ACTION ITEM: Repeat exactly, and only, the lines from the one containing "Review step: verify that every instance of the terminal" through the last line of the data below.
-- DATA TO EXAMINE follows --
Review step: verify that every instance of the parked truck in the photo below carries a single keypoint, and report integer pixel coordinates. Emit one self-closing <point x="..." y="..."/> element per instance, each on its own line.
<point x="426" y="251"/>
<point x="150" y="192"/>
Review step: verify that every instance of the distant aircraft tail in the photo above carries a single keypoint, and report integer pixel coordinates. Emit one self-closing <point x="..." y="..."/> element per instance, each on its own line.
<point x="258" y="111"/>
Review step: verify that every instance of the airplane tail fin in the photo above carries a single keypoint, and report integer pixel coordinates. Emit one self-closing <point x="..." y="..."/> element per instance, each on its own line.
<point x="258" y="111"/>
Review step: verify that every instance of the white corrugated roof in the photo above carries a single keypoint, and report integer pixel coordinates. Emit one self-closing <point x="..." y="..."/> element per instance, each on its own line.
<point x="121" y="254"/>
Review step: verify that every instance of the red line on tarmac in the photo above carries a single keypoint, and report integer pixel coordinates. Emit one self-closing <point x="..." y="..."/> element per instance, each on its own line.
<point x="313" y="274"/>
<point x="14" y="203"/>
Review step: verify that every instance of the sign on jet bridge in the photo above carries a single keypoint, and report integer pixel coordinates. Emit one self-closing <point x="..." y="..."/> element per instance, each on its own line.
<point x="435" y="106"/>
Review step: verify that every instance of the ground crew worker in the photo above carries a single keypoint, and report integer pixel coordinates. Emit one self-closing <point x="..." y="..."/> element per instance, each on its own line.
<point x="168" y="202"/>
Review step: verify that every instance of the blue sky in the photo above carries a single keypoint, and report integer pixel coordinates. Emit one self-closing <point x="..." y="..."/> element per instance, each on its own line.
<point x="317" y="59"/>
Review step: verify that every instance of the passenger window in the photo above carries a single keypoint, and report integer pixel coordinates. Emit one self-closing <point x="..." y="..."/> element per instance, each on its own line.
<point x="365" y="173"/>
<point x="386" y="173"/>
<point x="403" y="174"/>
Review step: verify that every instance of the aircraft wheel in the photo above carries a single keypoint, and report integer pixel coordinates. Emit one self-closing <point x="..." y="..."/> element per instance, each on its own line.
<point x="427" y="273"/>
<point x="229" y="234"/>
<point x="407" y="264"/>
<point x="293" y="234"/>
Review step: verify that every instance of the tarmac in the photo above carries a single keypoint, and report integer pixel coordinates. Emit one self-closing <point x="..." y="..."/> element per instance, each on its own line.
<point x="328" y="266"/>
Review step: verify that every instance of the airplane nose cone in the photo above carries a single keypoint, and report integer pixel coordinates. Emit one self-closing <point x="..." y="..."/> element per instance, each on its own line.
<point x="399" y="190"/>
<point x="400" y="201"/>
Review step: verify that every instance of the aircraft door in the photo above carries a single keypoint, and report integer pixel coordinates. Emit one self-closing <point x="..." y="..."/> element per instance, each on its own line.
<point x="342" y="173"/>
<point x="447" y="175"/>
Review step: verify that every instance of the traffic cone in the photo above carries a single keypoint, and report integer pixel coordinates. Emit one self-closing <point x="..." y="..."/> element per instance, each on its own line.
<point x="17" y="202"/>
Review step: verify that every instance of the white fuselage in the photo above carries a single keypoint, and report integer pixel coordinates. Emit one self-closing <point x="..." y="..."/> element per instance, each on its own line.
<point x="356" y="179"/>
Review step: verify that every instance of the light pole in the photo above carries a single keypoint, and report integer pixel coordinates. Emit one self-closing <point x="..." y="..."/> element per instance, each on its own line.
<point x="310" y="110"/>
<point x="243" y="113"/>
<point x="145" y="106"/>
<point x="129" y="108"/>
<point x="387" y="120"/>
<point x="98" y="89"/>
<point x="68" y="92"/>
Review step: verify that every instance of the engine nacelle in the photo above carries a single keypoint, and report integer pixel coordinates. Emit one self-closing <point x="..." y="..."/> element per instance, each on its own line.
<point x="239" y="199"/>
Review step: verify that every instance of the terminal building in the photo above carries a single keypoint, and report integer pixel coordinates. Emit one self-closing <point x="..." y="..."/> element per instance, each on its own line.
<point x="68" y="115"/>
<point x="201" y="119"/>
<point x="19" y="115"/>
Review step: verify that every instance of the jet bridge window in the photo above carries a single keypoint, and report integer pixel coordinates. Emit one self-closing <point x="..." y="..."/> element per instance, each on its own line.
-- DATA TO EXAMINE concluded --
RESPONSE AREA:
Review step: verify that every instance of the terminal building in the photo above carries a single keypoint, and report integer pixel coordinates. Emit one self-closing <point x="..." y="..."/> element per instance, each on its own line.
<point x="68" y="115"/>
<point x="201" y="119"/>
<point x="19" y="115"/>
Review step: verify that every instance of the jet bridge window in the photo above carries a single keypoint, and report integer pixel coordinates. Emit one self-closing <point x="..." y="..."/> element per instance, each on its own line.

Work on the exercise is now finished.